[Check your understanding]
1. Rewrite everything in the essay from "On Monday, May" down to "want to live.", replacing "phone" with "cell phone".
2. Decide whether each statement agrees with the essay, answering yes or no and quoting the words of the essay that decide it: (a) The writer woke up at 7:30 in the morning. (b) The article the writer read was written by Paul Harvey. (c) The writer had followed politics closely for many years.

[Document excerpt]
- - - - - - -
On Monday, May 25, 2020.
At 7:30 in the morning I woke up and grabbed my phone to silence my alarm as I do most mornings, and did what Dr. Joe Dispenza has said not to do. I allowed my body to be my mind. I allowed myself to be conditioned by an unconscious response…a habit, the past, and I subsequently began to live a life I did not want to live.
This may seem strange to some of you and that is okay as I do not want to coerce anyone to believe something they don’t, but I am presenting this as anecdotal evidence of something that has happened to me that influenced my way of being. Call it what you will, but I would ask that you consider this brief essay as a possibility for change.
As Paul Harvey would say…this is, “the rest of the story.”
When my alarm went off I arose to the sight of the Google Icon on my phone. It was beckoning me to do what I have done on occasions in the past months. I unconsciously clicked the icon and began to read the first story. It was an article written by Michael D’Anotnio about our president’s Memorial Day Activity. While I gave up on politics many years ago, like many other Americans, the current state of our country and the medical crisis around the globe captured my attention…mistake number one!
As I spent several minutes reading, I found myself growing more and more intolerant of my own thoughts. I realized I was stewing about something I had no control over. As I read further my emotions began to tell me it was getting into the unhealthy range.
- - - - - - -
Dataset excerpts:
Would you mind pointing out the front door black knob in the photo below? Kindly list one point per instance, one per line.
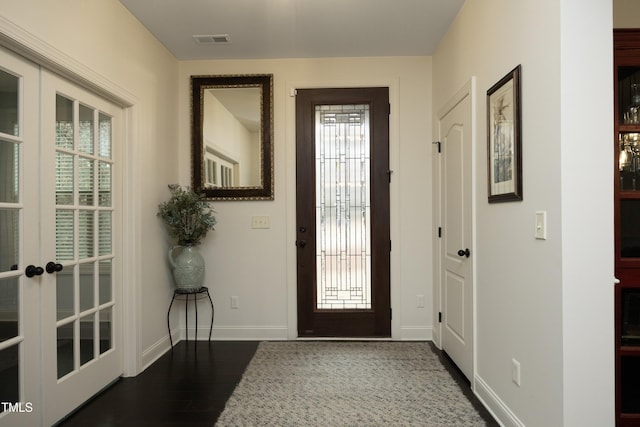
(32, 270)
(465, 252)
(53, 267)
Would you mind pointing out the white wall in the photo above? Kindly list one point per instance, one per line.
(105, 40)
(626, 14)
(546, 303)
(258, 266)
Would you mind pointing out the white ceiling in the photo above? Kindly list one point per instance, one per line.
(297, 28)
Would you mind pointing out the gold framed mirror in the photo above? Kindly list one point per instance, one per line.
(232, 136)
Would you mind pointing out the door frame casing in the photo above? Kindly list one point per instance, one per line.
(467, 90)
(394, 203)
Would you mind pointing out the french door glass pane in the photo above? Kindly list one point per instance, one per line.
(104, 183)
(64, 179)
(105, 330)
(9, 117)
(104, 143)
(9, 375)
(9, 171)
(65, 352)
(105, 281)
(86, 287)
(343, 208)
(9, 309)
(85, 130)
(85, 181)
(104, 233)
(64, 122)
(9, 239)
(64, 235)
(85, 234)
(86, 339)
(64, 293)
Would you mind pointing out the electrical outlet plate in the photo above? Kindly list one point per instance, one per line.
(515, 371)
(541, 225)
(260, 222)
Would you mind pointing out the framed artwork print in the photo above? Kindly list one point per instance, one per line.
(504, 144)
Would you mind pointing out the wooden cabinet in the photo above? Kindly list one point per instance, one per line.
(627, 224)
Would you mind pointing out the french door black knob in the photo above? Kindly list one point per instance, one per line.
(53, 267)
(32, 270)
(465, 252)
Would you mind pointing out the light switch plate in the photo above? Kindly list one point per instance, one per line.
(541, 225)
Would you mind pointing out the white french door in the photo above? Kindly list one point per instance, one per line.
(455, 133)
(60, 269)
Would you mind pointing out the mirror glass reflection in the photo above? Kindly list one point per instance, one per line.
(231, 137)
(232, 153)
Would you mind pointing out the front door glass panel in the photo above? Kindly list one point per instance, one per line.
(343, 207)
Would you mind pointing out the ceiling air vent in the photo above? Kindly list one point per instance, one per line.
(213, 39)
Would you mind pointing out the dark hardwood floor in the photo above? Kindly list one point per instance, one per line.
(189, 387)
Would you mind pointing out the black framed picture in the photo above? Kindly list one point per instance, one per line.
(504, 140)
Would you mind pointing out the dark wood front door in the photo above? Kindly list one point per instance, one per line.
(343, 238)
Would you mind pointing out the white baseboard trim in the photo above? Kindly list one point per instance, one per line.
(157, 350)
(243, 333)
(416, 333)
(495, 405)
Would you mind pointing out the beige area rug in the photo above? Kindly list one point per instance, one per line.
(326, 383)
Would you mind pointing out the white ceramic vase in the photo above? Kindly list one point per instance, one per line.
(188, 267)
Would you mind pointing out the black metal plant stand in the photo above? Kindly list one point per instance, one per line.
(179, 293)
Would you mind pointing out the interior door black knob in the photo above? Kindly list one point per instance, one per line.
(465, 252)
(53, 267)
(32, 270)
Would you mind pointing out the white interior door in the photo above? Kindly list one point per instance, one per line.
(81, 326)
(455, 128)
(20, 367)
(60, 286)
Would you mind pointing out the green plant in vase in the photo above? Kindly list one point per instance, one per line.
(188, 217)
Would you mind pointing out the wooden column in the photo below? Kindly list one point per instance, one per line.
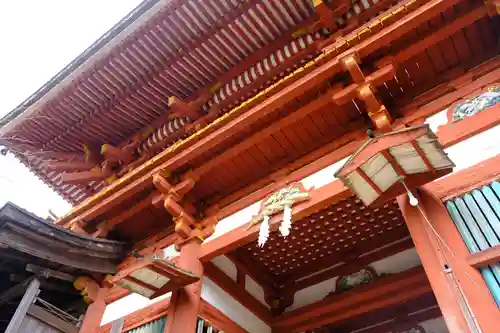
(460, 291)
(184, 306)
(95, 311)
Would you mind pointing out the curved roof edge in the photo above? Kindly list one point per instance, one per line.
(30, 234)
(92, 50)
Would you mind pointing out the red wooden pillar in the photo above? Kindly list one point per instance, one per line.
(184, 305)
(460, 290)
(95, 311)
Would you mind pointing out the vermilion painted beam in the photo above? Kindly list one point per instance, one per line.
(140, 178)
(435, 37)
(160, 309)
(238, 293)
(353, 303)
(487, 257)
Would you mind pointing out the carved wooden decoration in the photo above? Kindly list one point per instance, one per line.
(152, 277)
(88, 288)
(281, 200)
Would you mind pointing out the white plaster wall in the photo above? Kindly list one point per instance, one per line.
(323, 176)
(127, 305)
(234, 221)
(255, 290)
(226, 265)
(221, 300)
(397, 263)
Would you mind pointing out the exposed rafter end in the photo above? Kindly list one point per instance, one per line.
(180, 108)
(97, 174)
(70, 166)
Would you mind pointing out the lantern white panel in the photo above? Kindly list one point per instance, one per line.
(408, 158)
(361, 188)
(381, 172)
(135, 288)
(150, 277)
(437, 157)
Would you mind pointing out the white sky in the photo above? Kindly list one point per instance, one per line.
(37, 39)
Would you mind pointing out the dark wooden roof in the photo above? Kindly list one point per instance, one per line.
(31, 246)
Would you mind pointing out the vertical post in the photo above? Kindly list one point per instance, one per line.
(95, 311)
(185, 303)
(22, 309)
(463, 284)
(434, 266)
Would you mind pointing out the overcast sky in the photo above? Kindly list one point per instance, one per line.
(37, 39)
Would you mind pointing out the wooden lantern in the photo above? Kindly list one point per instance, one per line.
(153, 277)
(391, 164)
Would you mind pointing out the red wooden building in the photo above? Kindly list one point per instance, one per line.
(192, 125)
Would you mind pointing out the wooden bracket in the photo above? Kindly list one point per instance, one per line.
(493, 7)
(363, 88)
(172, 196)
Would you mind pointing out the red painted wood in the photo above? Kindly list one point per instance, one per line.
(184, 304)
- - - - - - -
[Written responses]
1.
On Monday, May 25, 2020.
At 7:30 in the morning I woke up and grabbed my cell phone to silence my alarm as I do most mornings, and did what Dr. Joe Dispenza has said not to do. I allowed my body to be my mind. I allowed myself to be conditioned by an unconscious response…a habit, the past, and I subsequently began to live a life I did not want to live.

2.
(a) Yes: "At 7:30 in the morning I woke up"
(b) No: "It was an article written by Michael D’Anotnio"
(c) No: "While I gave up on politics many years ago"